(Source data)

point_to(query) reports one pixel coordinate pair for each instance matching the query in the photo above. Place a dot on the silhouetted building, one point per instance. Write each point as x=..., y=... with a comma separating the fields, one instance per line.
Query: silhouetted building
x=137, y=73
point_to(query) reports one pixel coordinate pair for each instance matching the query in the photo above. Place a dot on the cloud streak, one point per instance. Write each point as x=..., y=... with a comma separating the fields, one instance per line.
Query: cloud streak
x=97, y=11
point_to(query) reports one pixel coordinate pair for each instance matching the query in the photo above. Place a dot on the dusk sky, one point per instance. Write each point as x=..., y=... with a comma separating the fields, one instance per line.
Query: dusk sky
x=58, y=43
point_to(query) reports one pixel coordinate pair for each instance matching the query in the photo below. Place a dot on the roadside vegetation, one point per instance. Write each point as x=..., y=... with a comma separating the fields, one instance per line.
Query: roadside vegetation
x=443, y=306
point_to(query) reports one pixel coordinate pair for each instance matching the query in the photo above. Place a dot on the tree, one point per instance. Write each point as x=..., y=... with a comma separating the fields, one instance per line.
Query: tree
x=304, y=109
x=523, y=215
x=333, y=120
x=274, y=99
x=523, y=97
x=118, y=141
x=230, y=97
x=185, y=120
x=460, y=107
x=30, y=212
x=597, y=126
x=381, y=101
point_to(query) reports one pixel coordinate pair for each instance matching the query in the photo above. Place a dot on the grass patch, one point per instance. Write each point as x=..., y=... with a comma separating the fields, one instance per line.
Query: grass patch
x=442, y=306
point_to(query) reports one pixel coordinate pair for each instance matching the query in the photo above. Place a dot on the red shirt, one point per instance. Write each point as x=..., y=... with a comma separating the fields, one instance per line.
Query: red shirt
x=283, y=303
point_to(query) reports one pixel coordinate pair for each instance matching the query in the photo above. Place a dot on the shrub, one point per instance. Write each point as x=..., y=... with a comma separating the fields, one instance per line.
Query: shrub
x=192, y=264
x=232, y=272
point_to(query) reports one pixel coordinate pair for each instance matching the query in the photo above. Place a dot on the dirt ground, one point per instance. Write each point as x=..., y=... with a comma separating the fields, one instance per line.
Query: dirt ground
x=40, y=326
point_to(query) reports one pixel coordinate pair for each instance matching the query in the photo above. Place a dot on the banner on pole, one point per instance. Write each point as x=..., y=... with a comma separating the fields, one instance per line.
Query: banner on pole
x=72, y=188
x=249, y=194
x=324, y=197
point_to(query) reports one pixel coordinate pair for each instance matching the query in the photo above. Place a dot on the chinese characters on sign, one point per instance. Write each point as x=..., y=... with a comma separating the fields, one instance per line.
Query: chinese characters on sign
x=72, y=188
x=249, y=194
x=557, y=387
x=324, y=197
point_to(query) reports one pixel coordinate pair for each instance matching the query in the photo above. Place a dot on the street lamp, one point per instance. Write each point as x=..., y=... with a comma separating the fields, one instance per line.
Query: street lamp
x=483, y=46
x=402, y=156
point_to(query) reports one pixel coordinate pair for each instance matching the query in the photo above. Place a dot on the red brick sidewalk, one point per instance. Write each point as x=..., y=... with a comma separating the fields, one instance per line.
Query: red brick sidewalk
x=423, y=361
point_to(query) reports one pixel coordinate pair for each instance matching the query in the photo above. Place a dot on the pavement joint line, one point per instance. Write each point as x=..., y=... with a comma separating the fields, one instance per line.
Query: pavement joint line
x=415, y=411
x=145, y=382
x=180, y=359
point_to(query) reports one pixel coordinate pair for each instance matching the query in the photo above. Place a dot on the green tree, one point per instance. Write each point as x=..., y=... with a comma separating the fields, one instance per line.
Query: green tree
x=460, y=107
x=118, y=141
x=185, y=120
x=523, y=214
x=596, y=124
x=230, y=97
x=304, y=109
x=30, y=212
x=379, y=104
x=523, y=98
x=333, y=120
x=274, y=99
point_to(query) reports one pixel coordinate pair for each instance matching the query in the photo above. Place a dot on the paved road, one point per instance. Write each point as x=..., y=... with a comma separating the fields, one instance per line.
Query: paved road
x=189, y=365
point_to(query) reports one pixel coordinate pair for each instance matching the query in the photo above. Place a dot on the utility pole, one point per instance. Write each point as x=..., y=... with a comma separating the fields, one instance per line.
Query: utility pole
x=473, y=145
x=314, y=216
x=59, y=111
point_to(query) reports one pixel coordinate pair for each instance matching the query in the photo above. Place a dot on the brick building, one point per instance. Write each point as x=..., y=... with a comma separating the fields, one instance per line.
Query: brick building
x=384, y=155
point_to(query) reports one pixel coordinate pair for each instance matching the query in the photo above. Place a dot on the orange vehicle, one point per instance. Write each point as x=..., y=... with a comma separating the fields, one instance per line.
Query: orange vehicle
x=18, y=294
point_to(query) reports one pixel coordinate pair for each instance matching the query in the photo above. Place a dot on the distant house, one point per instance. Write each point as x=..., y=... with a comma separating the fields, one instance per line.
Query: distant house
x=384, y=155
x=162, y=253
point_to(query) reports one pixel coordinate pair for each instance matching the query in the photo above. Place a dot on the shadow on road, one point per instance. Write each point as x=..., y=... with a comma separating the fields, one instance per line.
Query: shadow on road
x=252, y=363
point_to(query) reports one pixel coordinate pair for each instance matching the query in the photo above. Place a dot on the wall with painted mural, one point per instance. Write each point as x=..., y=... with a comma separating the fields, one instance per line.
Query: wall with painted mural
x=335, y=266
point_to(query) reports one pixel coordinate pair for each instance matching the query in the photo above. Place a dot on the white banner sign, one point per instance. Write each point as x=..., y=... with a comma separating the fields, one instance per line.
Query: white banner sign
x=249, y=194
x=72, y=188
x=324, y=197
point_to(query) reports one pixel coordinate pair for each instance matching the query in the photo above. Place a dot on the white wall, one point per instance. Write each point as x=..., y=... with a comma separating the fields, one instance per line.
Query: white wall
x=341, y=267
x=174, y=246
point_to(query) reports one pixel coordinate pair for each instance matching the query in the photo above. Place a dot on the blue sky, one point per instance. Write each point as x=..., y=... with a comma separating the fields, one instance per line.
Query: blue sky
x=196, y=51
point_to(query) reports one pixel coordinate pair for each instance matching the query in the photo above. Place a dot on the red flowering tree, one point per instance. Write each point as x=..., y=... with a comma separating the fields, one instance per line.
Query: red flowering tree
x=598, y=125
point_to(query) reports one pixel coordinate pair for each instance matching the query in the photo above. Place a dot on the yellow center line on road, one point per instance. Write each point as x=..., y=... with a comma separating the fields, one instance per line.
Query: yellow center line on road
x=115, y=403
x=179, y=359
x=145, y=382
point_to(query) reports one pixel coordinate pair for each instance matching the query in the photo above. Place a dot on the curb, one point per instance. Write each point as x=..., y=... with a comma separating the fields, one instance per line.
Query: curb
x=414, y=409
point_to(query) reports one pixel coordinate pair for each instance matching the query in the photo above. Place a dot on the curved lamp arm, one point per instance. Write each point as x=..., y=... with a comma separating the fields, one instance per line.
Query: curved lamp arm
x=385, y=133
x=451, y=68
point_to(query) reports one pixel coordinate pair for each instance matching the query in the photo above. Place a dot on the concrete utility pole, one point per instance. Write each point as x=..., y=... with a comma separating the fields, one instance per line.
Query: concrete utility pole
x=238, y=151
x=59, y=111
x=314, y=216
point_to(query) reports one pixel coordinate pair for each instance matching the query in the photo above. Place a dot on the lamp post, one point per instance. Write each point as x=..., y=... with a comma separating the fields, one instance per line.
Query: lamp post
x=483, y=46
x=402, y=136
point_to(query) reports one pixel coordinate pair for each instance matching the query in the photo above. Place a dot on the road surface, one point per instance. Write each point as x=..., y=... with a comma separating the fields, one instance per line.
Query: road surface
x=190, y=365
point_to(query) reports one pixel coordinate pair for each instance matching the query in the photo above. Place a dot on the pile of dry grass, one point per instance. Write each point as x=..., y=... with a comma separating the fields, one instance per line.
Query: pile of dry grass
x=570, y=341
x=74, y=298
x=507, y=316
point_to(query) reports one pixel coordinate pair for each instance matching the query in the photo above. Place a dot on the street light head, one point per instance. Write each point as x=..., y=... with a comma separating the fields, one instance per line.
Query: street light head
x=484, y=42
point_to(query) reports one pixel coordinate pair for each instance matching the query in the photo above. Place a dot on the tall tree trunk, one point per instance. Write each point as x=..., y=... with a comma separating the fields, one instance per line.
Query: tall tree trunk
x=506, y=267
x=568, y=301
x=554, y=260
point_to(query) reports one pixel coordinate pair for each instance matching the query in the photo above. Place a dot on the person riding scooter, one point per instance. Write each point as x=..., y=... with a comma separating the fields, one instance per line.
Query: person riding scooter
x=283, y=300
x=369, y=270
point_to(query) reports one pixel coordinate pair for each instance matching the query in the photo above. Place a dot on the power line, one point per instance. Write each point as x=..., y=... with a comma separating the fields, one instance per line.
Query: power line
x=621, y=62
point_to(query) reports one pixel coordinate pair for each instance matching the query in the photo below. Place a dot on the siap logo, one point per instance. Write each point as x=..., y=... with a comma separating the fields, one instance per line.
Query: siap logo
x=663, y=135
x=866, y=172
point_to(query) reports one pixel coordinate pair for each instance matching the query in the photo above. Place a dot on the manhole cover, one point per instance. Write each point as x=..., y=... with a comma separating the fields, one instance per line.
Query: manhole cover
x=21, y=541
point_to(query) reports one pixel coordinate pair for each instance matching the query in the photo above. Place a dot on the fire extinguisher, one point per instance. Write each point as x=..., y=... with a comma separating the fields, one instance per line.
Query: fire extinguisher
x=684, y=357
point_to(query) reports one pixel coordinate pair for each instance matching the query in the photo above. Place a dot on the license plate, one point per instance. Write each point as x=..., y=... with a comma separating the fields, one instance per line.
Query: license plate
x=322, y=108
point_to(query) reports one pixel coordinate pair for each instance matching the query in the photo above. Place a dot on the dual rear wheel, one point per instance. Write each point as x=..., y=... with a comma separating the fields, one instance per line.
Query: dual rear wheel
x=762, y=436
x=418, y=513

▶ EXERCISE PROMPT: Search the entries above for the word "below" and copy each line where it appears.

▶ TASK OUTPUT:
point_to(query) reports one pixel coordinate pair for each instance matching the query in the photo below. Place a dot on the roadside vegetation, one point per instance. Write each point as x=..., y=... with a comma separating the fields, one instance per line.
point_to(query) reports one pixel coordinate pair for each instance matching the query in the photo below. Place a dot on the siap logo, one point per instance. Write each point as x=..., y=... with a comma separating the fields, one instance per line.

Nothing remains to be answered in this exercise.